Stored items:
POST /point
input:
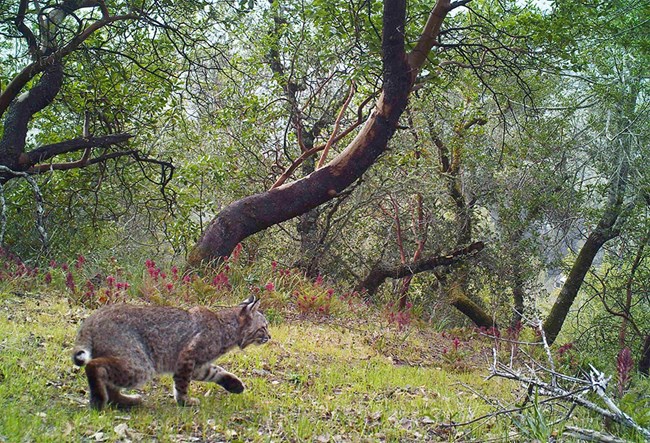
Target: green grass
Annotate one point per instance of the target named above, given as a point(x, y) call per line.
point(312, 382)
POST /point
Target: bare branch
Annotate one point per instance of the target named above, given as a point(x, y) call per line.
point(337, 123)
point(30, 71)
point(30, 159)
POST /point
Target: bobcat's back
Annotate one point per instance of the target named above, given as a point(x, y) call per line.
point(151, 335)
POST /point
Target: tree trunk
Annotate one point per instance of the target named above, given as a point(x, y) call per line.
point(456, 293)
point(644, 361)
point(607, 228)
point(258, 212)
point(381, 272)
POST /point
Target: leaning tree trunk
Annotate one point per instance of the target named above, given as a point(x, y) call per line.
point(607, 229)
point(258, 212)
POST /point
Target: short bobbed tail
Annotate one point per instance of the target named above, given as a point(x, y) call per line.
point(81, 356)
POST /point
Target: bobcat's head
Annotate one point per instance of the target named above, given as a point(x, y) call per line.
point(254, 327)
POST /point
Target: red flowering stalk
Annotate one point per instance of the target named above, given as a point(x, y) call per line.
point(69, 282)
point(624, 366)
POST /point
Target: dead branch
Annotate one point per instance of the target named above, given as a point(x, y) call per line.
point(337, 123)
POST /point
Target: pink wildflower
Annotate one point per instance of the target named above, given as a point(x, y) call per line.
point(69, 281)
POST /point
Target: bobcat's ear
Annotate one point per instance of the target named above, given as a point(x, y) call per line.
point(248, 301)
point(250, 305)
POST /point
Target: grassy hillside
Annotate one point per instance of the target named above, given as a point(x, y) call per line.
point(336, 369)
point(312, 382)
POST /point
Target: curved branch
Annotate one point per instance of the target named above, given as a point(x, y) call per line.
point(39, 155)
point(30, 71)
point(379, 274)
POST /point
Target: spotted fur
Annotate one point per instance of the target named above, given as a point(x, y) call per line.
point(124, 346)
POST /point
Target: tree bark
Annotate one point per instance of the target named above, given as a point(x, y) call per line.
point(607, 229)
point(258, 212)
point(644, 361)
point(381, 272)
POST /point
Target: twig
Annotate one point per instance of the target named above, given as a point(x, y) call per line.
point(337, 124)
point(40, 210)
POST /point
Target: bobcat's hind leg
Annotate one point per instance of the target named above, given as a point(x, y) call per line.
point(182, 378)
point(213, 373)
point(120, 400)
point(106, 376)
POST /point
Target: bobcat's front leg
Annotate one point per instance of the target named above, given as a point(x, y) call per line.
point(213, 373)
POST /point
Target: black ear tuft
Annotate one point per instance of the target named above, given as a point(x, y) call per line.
point(249, 301)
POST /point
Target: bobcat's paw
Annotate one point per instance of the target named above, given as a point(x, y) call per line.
point(188, 402)
point(231, 383)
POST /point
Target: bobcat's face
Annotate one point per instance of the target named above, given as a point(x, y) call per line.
point(255, 329)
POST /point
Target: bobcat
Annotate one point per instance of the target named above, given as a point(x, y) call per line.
point(123, 346)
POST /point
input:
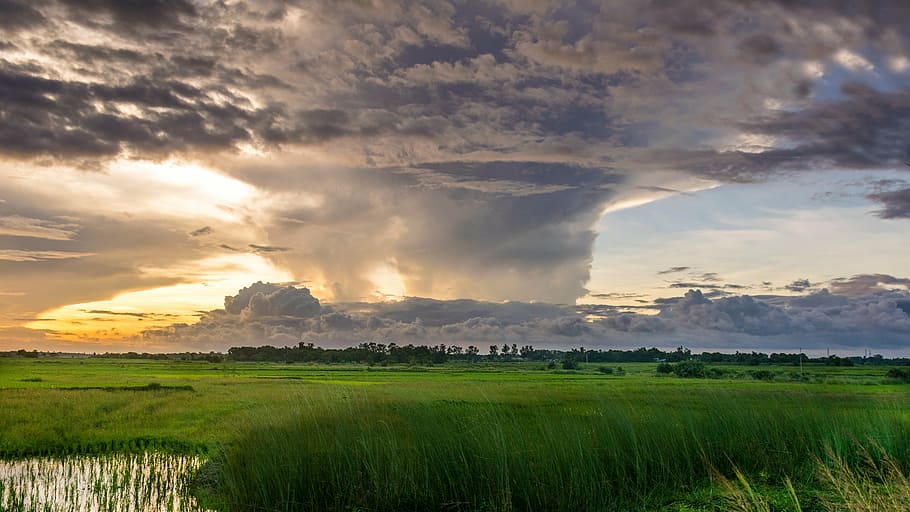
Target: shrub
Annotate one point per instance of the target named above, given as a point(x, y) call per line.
point(690, 369)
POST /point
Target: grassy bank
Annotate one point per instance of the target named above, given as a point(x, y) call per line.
point(616, 451)
point(465, 437)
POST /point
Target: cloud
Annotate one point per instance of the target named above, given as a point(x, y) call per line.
point(799, 285)
point(268, 248)
point(266, 300)
point(17, 15)
point(673, 270)
point(17, 225)
point(896, 203)
point(158, 14)
point(865, 284)
point(205, 230)
point(33, 256)
point(267, 313)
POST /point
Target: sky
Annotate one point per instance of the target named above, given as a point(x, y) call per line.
point(190, 175)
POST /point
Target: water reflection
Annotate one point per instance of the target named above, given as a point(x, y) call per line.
point(147, 482)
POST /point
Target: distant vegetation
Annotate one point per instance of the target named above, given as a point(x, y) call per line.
point(547, 430)
point(392, 353)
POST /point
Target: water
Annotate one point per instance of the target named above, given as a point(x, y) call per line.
point(145, 482)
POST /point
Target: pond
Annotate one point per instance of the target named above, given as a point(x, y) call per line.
point(144, 482)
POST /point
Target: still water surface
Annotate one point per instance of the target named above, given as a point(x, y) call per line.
point(146, 482)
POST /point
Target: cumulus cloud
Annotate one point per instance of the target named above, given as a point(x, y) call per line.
point(276, 314)
point(865, 284)
point(467, 149)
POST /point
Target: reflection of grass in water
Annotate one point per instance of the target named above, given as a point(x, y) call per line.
point(343, 451)
point(111, 483)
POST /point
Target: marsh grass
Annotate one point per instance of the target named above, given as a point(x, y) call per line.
point(347, 452)
point(146, 482)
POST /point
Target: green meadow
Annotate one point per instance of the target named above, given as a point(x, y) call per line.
point(484, 437)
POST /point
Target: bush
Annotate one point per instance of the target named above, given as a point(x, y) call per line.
point(570, 364)
point(690, 369)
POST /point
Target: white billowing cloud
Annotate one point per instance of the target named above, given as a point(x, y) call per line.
point(282, 315)
point(17, 225)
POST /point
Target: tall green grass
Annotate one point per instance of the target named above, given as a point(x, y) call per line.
point(344, 451)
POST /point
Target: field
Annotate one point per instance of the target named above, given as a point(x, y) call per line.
point(507, 436)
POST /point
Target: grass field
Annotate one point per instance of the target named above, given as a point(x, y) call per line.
point(511, 436)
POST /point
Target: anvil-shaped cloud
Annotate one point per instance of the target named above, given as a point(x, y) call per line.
point(430, 148)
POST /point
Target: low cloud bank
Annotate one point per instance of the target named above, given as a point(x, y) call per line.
point(280, 315)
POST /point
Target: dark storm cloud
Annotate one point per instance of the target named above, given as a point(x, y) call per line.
point(865, 129)
point(896, 203)
point(865, 284)
point(498, 230)
point(18, 15)
point(283, 315)
point(48, 117)
point(799, 285)
point(151, 13)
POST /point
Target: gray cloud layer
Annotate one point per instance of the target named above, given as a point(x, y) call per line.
point(470, 147)
point(282, 315)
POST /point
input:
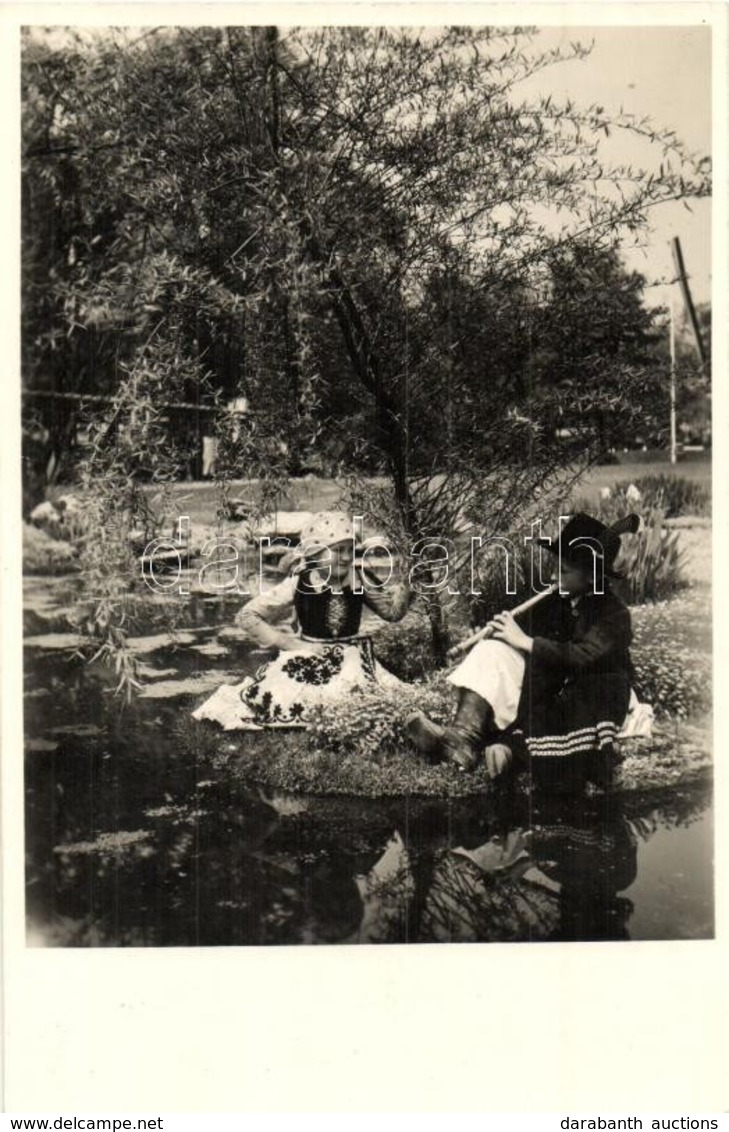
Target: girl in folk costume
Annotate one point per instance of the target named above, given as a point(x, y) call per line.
point(558, 687)
point(312, 617)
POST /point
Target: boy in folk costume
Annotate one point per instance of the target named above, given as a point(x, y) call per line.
point(562, 685)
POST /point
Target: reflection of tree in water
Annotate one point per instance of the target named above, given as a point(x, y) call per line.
point(559, 880)
point(219, 864)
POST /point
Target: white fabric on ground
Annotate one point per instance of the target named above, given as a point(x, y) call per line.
point(495, 671)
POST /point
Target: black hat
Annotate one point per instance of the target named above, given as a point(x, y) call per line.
point(584, 537)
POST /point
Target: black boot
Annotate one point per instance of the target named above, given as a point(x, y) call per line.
point(463, 740)
point(426, 736)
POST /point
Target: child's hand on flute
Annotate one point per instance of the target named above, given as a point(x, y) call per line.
point(505, 628)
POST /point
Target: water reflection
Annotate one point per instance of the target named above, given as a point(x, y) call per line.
point(138, 837)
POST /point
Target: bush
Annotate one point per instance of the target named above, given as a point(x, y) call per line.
point(371, 722)
point(674, 495)
point(405, 649)
point(672, 668)
point(652, 560)
point(44, 555)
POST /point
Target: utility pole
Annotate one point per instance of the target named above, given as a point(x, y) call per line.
point(672, 380)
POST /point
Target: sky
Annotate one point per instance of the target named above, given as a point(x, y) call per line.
point(663, 73)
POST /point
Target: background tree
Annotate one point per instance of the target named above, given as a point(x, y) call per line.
point(334, 212)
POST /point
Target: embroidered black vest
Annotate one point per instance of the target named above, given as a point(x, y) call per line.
point(325, 615)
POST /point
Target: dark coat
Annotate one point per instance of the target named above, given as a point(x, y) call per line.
point(577, 682)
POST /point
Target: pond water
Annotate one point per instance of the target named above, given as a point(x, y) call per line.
point(138, 837)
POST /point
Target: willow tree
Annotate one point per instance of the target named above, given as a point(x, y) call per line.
point(267, 207)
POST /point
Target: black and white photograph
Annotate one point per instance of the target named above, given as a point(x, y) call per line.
point(367, 483)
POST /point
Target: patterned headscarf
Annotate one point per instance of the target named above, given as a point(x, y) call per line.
point(326, 529)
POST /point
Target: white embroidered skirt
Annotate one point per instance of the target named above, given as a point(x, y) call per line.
point(282, 692)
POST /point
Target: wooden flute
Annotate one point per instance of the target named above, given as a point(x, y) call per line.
point(487, 632)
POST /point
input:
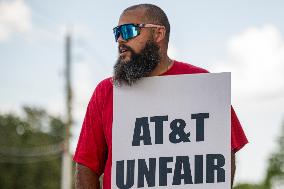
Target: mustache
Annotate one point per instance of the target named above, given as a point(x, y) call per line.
point(125, 47)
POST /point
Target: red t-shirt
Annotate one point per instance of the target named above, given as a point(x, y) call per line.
point(94, 148)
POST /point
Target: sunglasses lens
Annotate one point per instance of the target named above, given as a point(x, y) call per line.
point(126, 31)
point(116, 33)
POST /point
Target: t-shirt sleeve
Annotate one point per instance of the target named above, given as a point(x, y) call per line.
point(238, 137)
point(91, 149)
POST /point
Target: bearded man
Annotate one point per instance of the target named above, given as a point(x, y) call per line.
point(142, 35)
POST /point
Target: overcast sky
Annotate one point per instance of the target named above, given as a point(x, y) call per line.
point(243, 37)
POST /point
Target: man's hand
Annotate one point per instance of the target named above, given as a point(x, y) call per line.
point(85, 178)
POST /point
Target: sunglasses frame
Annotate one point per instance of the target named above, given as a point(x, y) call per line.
point(117, 30)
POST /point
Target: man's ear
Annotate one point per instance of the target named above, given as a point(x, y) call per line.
point(160, 34)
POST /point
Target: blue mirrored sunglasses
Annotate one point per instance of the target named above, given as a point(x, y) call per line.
point(129, 31)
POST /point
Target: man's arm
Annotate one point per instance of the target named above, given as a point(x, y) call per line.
point(86, 178)
point(233, 167)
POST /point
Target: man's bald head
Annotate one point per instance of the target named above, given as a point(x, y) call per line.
point(153, 15)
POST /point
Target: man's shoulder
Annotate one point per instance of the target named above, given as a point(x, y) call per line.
point(106, 83)
point(104, 86)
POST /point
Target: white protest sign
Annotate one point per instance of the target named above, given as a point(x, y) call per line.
point(173, 132)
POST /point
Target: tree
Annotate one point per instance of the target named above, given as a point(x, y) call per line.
point(275, 172)
point(30, 150)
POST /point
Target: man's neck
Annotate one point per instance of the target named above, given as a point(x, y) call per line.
point(162, 67)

#### Written task:
Can you output the lines from the start of the records through the line that contains "point(124, 346)", including that line, as a numbered list with blank lines skipped and the pictures left out?

#### Reply:
1. POST /point
2. input:
3. Target: green grass
4. Annotate one point per instance of the target named above, given as a point(x, y) call per line.
5. point(312, 382)
6. POST /point
7. Target: bare branch
8. Annotate one point per instance of the target named above, given as a point(x, y) call per line.
9. point(337, 123)
10. point(30, 71)
11. point(30, 159)
12. POST /point
13. Target: bobcat's back
14. Annotate one point per instance of the target named above, given as a point(x, y) call per line.
15. point(151, 335)
16. POST /point
17. Target: tree trunk
18. Annotate one point per instance of the target named above, given as a point(x, y) call per line.
19. point(456, 293)
20. point(644, 361)
21. point(607, 228)
22. point(258, 212)
23. point(381, 272)
24. POST /point
25. Target: leaning tree trunk
26. Annotate one point per instance of the target named above, given as a point(x, y) call per line.
27. point(607, 229)
28. point(258, 212)
29. POST /point
30. Target: short bobbed tail
31. Annotate one point per instance of the target named above, given as a point(x, y) call per line.
32. point(81, 356)
33. POST /point
34. Target: bobcat's head
35. Annotate one point per instance of the target named above, given as a point(x, y) call per line.
36. point(254, 327)
37. POST /point
38. Target: red flowering stalk
39. Annotate one point per instance of the target named above, given as a point(x, y) call per line.
40. point(69, 282)
41. point(624, 366)
42. POST /point
43. Target: dead branch
44. Annotate one point per instance of the target named above, given as a point(x, y) call per line.
45. point(337, 123)
46. POST /point
47. Target: pink wildflower
48. Annotate one point per instance of the target named above, given as a point(x, y) call per line.
49. point(69, 281)
50. POST /point
51. Target: bobcat's ear
52. Annotate one point per instance of the target named above, given as a point(x, y) call per line.
53. point(248, 301)
54. point(250, 305)
55. POST /point
56. Target: grassy hillside
57. Annotate one point per instance of the target named above, given as a point(x, y) call per line.
58. point(336, 369)
59. point(312, 382)
60. POST /point
61. Target: curved branch
62. Annotate one point per instance of the target named above, given as a point(x, y) call per line.
63. point(39, 155)
64. point(30, 71)
65. point(379, 274)
66. POST /point
67. Target: spotted fur
68. Annotate one point per instance of the target named above, given as a point(x, y) call per line.
69. point(124, 346)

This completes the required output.